▸ **Exercise description**
The requested output is every line from the one with "Task: mark each instance of the sand arena" through the last line below, printed exactly.

>>

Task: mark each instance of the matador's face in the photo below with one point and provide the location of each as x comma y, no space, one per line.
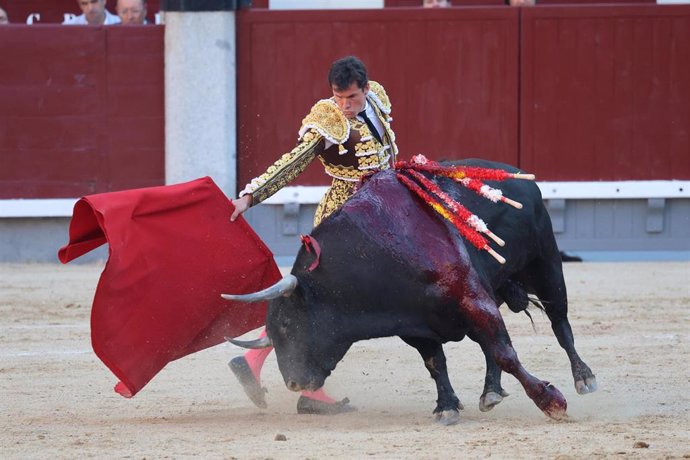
352,100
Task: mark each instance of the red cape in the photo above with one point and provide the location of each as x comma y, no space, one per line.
172,252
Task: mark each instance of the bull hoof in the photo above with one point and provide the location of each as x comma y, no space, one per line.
313,406
589,385
552,402
489,400
448,417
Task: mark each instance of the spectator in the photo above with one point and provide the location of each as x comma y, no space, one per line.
436,3
132,12
93,14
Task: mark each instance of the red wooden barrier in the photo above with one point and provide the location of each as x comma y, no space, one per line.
606,92
81,111
451,75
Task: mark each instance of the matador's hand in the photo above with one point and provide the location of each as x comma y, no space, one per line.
241,204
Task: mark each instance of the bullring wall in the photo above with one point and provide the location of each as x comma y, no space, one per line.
584,94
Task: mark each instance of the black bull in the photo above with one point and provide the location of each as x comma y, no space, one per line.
391,266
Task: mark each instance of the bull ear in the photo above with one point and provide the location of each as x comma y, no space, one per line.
283,287
261,342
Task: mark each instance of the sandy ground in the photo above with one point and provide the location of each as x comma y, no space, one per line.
631,323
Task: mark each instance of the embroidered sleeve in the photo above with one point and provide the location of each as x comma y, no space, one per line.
327,119
286,169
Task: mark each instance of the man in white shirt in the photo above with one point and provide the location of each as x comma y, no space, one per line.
93,14
131,12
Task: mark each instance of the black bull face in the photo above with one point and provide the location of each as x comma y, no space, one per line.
390,266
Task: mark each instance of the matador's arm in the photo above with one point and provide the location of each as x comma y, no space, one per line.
286,169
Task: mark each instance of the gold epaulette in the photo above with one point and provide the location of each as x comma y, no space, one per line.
380,97
327,119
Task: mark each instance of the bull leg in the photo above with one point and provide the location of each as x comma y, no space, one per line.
550,288
448,405
493,337
493,391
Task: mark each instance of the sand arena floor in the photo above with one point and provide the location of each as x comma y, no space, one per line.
631,323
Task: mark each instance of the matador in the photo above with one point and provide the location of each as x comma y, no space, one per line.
351,134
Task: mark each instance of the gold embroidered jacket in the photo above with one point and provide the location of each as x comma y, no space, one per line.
352,151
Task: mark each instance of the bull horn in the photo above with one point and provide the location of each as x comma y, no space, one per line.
282,287
261,342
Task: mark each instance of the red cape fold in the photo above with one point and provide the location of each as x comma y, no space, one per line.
172,252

<<

▸ **Result of the exercise**
Task: mark each instance of the sand arena floor in the photo above with one point and provide the location of each as x comma y, no space, one per line.
631,323
Task: mark each instance of the matador in the photo above with one point and provide the location of each as x comma y, no space, one per line.
351,134
Task: mark each instance of the gold embroidered jacket in the photo above with one point and provide the location of each as x comma y, no space, one per line.
352,151
Task: mark each instance of the bull horn in the photo above with one point and provide the location of each as x comma y, no space, one per line.
282,287
261,342
Task: mark each instance of the red cape fold in the photo above with one point and provide the location of each as x comma y, no space, one per line.
172,252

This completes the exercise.